__Reading text__:
I’ve got a new Apple laptop, so I thought I’d do an Emacs build benchmark. Building Emacs is what people do on computers, right? At least if I extrapolate from myself, which is the only natural thing to do.

It’s called proof by induction. Look it up, nerds.

So here’s the benchmarks:

My Main Build Machine AMD Ryzen 7 3700X (8 Core/16 Threads) 2m14s 7m31
My Lenovo Carbon X1 Laptop Intel(R) Core(TM) i7-10610U CPU (4 Core/4 Threads) 6m22s 15m22
My Old Apple Laptop Intel(R) Core(TM) i5-7360U CPU (2 Core/4 Threads) 7m13s 12m33
My New M1 Apple Laptop Apple M1 (4-to-8-ish Cores) 2m44s 6m37s

The next-to-last column is with -jTO-THE-MAX, and the last column is with -j1.

I’m impressed! The M1 is able to build Emacs almost as fast as my AMD machine… which is a lot bigger.

Of course, on Debian I’m using gcc and on Macos I’m using clang, so it’s an apples-to-some-different-brand-of-apples comparison.

It’s even more impressive how much faster this laptop is compared to the Apple laptop from… 2019? Yeah. It’s more than twice as fast! And doesn’t have a fan! The old Apple laptop would sound like a VAX in a hurricane while building Emacs!

And it’s also twice as fast as the laptop I use daily here on the couch; last year’s Lenovo Carbon X1, which is just embarrassing. Lenovo! Get on it! Make an ARM laptop that’s fast!

For the first time in my life, I have Apple envy. That is, for the first time ever, they’ve made a laptop that’s clearly superior to what’s available for us Linux peeps. My only comfort is that the Apple keyboard still sucks. Yeah! And it doesn’t have a TrackPoint! Yeah! My laptop is still the best! Yeah! Take that!

Yeah! I’m not the least envious!

__Problem 1__:
Which lines in the records below contain the string "positive"? Locate each one and copy it out in full, treating uppercase and lowercase as different.

__Records for this task__:
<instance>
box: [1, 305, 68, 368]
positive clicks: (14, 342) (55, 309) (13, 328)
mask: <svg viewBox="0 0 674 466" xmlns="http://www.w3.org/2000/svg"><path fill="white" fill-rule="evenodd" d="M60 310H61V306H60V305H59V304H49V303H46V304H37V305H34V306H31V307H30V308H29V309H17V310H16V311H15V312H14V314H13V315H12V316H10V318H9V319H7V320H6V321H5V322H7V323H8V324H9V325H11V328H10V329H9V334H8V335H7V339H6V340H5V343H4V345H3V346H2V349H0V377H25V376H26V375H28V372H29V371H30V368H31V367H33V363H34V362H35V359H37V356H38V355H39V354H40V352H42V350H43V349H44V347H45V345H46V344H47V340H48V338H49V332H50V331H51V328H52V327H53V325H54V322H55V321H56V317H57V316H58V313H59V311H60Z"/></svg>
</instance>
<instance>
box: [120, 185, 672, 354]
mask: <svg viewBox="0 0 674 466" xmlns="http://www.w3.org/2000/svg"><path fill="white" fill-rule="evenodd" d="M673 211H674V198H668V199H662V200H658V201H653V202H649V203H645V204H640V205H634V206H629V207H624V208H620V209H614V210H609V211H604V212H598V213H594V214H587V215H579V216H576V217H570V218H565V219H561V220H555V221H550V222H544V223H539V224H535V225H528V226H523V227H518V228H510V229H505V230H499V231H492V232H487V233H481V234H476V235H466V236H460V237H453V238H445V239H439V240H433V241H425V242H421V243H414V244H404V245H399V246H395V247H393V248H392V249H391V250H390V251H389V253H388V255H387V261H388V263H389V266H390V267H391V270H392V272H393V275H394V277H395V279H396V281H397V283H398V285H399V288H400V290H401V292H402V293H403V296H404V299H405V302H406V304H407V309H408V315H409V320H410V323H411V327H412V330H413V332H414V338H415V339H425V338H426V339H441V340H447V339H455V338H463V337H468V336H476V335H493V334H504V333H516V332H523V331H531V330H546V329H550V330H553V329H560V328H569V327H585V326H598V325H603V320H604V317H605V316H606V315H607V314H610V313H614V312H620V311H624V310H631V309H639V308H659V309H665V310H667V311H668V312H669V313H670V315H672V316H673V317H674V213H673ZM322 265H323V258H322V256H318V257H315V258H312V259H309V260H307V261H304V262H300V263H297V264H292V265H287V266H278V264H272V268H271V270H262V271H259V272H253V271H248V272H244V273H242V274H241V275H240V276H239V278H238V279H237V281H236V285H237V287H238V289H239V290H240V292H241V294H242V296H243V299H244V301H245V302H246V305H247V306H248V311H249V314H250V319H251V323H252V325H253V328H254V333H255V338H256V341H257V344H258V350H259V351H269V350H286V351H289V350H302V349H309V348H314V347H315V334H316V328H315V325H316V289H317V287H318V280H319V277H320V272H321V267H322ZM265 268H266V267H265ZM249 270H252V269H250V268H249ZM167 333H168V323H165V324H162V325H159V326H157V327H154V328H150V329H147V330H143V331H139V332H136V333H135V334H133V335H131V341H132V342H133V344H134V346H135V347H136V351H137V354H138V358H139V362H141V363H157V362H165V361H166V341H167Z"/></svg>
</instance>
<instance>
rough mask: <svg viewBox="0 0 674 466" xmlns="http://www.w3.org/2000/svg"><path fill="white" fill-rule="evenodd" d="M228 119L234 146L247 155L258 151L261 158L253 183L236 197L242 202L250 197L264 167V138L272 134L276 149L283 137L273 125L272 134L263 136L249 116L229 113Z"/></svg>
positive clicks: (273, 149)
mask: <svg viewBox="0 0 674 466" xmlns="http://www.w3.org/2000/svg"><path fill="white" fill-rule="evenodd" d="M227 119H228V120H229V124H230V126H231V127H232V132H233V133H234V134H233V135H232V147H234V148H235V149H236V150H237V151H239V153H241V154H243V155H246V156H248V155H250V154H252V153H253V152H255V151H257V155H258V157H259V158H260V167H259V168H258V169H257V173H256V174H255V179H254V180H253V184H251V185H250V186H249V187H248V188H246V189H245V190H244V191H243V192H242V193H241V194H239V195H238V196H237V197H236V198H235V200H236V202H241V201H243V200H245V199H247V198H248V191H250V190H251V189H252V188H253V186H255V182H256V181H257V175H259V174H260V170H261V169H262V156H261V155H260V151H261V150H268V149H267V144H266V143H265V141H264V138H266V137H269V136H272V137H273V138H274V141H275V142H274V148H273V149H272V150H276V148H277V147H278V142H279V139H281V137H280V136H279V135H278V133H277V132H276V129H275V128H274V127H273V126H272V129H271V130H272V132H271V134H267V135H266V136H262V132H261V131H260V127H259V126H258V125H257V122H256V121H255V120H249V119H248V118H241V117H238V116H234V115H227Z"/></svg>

...

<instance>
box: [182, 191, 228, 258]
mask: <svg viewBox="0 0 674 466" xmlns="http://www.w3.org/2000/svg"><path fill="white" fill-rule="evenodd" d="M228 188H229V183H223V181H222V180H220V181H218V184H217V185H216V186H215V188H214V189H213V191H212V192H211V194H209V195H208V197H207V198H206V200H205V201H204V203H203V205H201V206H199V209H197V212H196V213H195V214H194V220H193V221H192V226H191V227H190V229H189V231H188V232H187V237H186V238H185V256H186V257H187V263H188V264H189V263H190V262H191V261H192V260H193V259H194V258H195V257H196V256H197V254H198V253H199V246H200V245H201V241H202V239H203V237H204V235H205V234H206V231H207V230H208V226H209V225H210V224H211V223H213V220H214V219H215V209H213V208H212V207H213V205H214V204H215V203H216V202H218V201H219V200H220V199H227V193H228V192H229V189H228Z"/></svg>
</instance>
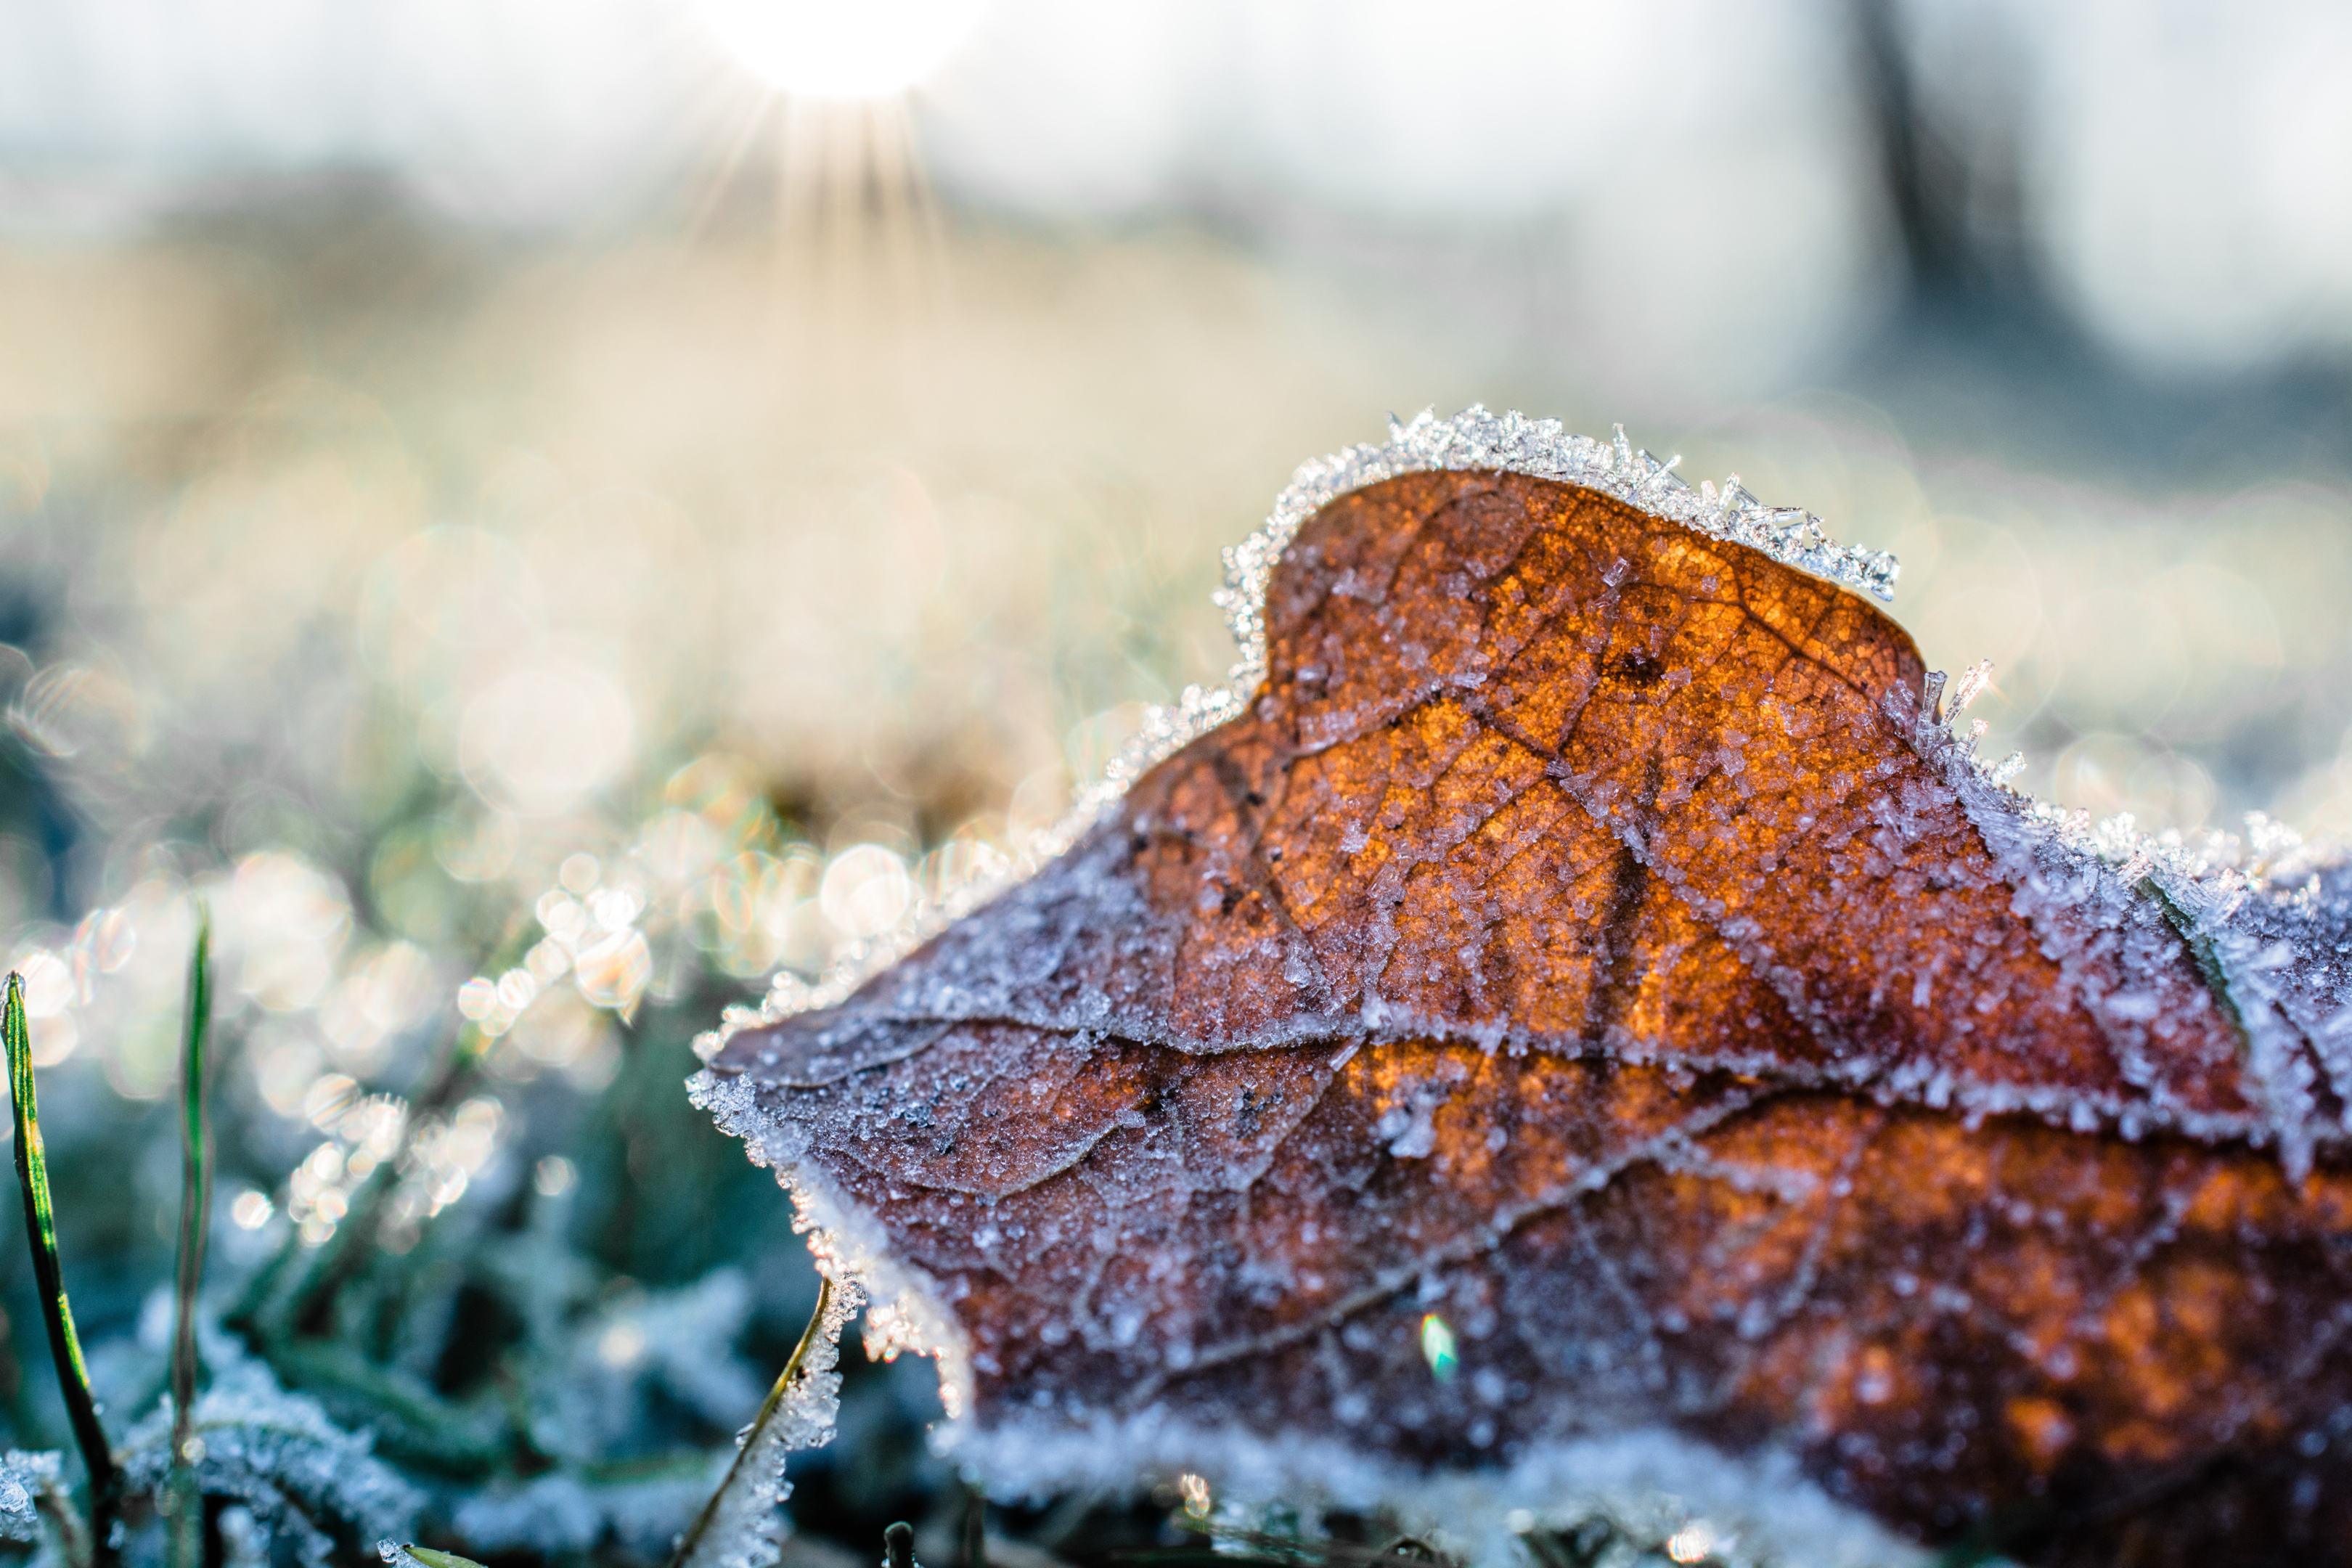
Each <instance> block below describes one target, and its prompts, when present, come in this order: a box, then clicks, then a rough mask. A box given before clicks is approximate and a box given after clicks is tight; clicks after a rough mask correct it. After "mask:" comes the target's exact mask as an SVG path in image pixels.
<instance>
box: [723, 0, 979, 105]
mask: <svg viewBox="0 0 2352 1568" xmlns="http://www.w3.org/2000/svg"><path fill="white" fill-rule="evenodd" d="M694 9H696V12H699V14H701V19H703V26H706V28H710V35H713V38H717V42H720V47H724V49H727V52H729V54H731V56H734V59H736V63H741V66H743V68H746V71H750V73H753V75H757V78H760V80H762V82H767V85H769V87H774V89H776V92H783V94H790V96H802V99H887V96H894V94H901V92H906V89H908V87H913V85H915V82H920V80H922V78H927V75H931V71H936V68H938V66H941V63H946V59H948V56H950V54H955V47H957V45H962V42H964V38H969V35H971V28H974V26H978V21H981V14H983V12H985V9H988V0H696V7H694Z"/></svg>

__Problem 2__:
Copy the passage from the Emacs build benchmark post above, starting at the words "It’s called proof" and stopping after "an apples-to-some-different-brand-of-apples comparison.".

__Task solution 1__:
positive clicks: (14, 342) (55, 309) (13, 328)
positive clicks: (273, 149)

__Task solution 2__:
It’s called proof by induction. Look it up, nerds.

So here’s the benchmarks:

My Main Build Machine AMD Ryzen 7 3700X (8 Core/16 Threads) 2m14s 7m31
My Lenovo Carbon X1 Laptop Intel(R) Core(TM) i7-10610U CPU (4 Core/4 Threads) 6m22s 15m22
My Old Apple Laptop Intel(R) Core(TM) i5-7360U CPU (2 Core/4 Threads) 7m13s 12m33
My New M1 Apple Laptop Apple M1 (4-to-8-ish Cores) 2m44s 6m37s

The next-to-last column is with -jTO-THE-MAX, and the last column is with -j1.

I’m impressed! The M1 is able to build Emacs almost as fast as my AMD machine… which is a lot bigger.

Of course, on Debian I’m using gcc and on Macos I’m using clang, so it’s an apples-to-some-different-brand-of-apples comparison.